__Activity__:
Going line by line through the entries below, tally those that hold the string "blue". Give only the total.

Records shown: Begin

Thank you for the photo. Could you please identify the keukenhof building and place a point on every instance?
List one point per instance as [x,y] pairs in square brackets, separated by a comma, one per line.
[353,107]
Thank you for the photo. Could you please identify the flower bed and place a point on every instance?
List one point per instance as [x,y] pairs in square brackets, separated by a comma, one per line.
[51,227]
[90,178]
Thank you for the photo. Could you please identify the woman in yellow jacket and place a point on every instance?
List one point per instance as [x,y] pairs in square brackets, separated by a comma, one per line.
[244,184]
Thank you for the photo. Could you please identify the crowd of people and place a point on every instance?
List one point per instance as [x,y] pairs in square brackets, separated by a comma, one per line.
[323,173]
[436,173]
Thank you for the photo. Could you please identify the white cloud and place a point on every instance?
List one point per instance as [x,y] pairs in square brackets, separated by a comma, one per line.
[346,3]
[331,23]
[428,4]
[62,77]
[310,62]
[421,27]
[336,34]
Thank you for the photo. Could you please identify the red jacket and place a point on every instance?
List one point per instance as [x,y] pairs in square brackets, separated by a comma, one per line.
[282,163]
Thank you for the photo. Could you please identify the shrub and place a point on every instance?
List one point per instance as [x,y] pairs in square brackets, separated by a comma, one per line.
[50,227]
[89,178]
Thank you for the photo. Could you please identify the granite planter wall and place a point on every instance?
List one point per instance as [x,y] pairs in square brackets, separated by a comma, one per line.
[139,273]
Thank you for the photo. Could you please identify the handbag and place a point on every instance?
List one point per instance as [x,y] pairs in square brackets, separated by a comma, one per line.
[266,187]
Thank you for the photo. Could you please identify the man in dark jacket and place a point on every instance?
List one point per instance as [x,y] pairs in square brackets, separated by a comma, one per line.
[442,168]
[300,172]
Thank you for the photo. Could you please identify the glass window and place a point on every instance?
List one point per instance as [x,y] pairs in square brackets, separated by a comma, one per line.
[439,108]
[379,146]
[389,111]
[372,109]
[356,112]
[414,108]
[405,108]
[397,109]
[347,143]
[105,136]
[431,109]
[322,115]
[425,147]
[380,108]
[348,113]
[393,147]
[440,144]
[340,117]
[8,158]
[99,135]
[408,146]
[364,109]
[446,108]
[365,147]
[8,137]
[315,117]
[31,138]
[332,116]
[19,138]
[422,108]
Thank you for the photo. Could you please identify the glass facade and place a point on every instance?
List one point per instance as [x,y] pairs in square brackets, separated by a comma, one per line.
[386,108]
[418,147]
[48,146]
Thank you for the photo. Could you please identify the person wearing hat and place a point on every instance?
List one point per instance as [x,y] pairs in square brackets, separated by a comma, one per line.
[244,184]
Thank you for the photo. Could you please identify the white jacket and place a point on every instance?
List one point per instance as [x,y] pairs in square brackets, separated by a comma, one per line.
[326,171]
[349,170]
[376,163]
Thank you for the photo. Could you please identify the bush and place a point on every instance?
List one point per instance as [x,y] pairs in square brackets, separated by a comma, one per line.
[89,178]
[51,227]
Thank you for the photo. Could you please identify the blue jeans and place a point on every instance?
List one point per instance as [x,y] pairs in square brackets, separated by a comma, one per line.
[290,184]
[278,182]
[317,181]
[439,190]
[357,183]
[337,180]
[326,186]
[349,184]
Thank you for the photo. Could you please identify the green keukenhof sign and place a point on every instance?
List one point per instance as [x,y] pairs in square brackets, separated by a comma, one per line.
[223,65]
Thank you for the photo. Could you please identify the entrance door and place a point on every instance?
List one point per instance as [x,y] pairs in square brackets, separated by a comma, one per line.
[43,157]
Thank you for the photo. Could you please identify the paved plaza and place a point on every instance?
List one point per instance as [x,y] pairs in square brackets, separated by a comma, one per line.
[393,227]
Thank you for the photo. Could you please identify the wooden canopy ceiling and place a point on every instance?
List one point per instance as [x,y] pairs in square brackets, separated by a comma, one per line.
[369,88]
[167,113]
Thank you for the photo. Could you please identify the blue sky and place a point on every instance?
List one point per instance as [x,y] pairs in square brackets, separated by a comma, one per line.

Records shown: End

__Answer space__:
2